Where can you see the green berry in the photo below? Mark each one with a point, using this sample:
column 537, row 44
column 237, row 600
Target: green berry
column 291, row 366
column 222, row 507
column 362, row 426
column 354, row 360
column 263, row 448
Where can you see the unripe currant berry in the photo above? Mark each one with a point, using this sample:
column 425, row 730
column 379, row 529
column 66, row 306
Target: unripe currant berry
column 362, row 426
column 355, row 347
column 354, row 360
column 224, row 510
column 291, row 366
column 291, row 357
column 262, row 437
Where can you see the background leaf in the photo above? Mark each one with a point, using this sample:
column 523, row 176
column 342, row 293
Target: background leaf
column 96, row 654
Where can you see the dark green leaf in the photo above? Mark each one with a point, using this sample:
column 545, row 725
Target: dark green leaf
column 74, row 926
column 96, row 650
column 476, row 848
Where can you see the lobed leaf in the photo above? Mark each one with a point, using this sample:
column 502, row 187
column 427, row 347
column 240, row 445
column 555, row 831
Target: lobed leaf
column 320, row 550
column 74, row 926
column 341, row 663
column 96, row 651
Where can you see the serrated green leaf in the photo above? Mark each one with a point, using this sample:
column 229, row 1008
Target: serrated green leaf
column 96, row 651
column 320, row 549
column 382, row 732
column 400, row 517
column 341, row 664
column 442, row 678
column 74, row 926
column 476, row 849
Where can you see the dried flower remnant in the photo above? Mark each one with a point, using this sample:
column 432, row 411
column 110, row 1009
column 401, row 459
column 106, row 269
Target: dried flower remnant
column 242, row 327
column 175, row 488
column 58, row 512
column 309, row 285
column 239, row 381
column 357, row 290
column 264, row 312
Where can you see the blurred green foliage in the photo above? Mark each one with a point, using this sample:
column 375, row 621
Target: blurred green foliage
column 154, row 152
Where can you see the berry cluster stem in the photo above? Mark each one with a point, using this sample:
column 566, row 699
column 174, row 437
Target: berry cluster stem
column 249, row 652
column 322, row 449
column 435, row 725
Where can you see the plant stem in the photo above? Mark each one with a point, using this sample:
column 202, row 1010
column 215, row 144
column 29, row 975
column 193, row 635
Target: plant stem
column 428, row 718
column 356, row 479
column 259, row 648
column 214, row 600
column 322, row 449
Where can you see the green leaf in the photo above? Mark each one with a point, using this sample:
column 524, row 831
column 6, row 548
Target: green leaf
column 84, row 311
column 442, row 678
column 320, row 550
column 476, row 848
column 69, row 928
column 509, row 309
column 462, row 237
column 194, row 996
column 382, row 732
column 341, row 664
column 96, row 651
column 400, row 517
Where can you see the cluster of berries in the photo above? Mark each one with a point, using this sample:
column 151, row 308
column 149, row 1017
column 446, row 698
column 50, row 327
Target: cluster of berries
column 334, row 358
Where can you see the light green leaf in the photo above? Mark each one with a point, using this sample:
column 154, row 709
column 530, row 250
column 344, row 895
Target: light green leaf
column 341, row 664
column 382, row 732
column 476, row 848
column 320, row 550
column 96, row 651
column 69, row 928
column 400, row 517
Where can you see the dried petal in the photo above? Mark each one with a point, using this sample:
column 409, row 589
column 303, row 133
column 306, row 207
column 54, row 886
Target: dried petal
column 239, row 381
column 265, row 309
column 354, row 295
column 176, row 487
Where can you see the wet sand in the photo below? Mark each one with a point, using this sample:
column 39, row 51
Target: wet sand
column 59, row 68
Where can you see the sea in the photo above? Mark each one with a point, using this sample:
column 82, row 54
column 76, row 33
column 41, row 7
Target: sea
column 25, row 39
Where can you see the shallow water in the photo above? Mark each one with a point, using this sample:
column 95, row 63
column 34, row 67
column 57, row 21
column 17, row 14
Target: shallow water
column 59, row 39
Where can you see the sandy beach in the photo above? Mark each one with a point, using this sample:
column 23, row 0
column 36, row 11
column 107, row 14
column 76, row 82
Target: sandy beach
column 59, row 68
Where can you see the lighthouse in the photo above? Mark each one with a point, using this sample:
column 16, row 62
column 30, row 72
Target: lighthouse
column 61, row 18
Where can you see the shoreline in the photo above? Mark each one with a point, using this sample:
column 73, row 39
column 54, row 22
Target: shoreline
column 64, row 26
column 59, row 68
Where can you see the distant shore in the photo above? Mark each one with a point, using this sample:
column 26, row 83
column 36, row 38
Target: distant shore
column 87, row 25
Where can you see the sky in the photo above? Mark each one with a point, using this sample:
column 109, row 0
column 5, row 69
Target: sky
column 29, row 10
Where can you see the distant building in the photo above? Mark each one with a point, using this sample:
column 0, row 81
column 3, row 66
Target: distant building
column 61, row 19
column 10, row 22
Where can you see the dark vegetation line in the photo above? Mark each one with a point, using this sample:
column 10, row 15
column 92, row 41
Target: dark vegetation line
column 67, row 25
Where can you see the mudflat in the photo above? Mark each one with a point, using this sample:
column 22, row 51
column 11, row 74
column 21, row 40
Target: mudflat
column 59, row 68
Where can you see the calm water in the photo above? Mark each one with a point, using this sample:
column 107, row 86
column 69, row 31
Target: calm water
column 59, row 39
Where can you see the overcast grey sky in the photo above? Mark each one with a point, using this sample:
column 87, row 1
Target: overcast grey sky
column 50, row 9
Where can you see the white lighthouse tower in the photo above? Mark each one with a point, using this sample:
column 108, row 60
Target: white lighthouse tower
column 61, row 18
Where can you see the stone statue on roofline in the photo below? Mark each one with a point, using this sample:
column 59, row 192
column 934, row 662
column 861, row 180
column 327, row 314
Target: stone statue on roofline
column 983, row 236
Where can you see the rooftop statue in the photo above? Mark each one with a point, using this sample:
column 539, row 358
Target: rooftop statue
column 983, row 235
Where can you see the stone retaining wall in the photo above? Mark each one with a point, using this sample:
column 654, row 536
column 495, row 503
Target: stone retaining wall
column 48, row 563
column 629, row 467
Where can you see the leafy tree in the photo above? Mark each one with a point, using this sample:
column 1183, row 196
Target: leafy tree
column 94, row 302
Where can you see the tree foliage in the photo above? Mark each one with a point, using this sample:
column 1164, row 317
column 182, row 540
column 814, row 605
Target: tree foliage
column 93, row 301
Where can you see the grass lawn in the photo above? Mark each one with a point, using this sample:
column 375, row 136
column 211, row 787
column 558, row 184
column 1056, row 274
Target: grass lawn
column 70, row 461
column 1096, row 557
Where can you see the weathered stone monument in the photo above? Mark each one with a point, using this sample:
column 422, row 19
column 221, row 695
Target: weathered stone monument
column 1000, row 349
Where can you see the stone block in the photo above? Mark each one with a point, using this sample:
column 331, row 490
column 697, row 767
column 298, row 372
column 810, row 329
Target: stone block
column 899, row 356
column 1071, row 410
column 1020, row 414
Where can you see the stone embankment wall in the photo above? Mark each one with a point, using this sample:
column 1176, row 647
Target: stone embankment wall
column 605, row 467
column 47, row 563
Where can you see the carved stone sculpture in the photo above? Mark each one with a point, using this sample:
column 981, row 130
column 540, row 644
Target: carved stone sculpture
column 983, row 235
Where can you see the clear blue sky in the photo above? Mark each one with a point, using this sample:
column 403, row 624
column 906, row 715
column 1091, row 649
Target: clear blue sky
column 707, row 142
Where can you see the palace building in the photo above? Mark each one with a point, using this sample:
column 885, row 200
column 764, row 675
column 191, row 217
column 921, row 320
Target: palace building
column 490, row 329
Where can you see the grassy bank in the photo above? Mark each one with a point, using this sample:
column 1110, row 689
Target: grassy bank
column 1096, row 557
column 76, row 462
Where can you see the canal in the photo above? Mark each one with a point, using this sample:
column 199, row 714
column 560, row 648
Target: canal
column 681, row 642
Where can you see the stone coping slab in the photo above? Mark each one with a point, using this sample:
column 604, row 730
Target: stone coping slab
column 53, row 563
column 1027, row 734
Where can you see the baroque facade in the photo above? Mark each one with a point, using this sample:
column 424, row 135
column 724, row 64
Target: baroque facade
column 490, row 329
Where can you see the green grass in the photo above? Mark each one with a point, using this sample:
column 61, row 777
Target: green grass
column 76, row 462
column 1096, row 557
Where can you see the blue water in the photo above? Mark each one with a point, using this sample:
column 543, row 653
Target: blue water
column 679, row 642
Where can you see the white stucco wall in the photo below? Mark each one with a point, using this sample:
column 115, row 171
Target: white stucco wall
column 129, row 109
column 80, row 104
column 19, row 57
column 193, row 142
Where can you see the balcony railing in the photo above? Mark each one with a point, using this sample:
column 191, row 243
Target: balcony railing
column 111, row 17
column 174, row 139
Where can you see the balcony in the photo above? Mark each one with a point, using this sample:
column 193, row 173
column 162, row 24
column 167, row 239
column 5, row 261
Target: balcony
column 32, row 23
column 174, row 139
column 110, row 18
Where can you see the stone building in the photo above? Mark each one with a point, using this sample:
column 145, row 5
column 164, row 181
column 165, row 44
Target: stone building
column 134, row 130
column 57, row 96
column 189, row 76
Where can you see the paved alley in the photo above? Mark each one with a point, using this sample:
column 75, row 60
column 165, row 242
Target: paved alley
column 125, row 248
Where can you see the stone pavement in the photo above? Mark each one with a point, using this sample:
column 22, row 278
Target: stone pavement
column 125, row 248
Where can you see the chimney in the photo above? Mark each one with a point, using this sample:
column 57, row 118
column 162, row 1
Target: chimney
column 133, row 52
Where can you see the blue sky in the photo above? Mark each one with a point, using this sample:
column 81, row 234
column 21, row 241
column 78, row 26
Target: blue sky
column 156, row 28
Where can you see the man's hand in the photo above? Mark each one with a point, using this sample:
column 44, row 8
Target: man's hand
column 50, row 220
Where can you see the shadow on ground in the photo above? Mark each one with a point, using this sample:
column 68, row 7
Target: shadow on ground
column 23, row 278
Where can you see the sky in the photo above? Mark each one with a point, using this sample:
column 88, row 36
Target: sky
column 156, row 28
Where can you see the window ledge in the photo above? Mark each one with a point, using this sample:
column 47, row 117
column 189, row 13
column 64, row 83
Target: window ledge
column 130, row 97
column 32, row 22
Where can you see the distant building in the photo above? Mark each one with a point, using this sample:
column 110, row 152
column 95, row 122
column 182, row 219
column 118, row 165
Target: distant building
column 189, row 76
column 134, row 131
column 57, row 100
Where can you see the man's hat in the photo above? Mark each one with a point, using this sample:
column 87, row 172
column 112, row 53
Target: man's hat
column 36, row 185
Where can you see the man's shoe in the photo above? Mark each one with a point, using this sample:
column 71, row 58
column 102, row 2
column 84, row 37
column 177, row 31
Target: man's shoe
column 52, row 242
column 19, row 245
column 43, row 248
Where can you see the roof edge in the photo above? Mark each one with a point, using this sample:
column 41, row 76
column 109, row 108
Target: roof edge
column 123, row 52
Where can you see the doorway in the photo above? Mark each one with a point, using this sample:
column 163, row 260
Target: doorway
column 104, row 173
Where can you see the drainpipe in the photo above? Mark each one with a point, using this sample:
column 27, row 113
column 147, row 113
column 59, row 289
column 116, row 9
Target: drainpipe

====

_WHAT TO PRODUCE_.
Can you copy out the records above, everything from the line containing "Where can you see the dried petal" down to the line containing "column 176, row 487", unchanged and with both of those lines included?

_WORKED SOLUTION_.
Where can you see the dried petal in the photo above? Mark each one with a point, using this sample:
column 409, row 589
column 303, row 133
column 306, row 207
column 54, row 886
Target: dried petal
column 239, row 381
column 265, row 309
column 354, row 295
column 176, row 487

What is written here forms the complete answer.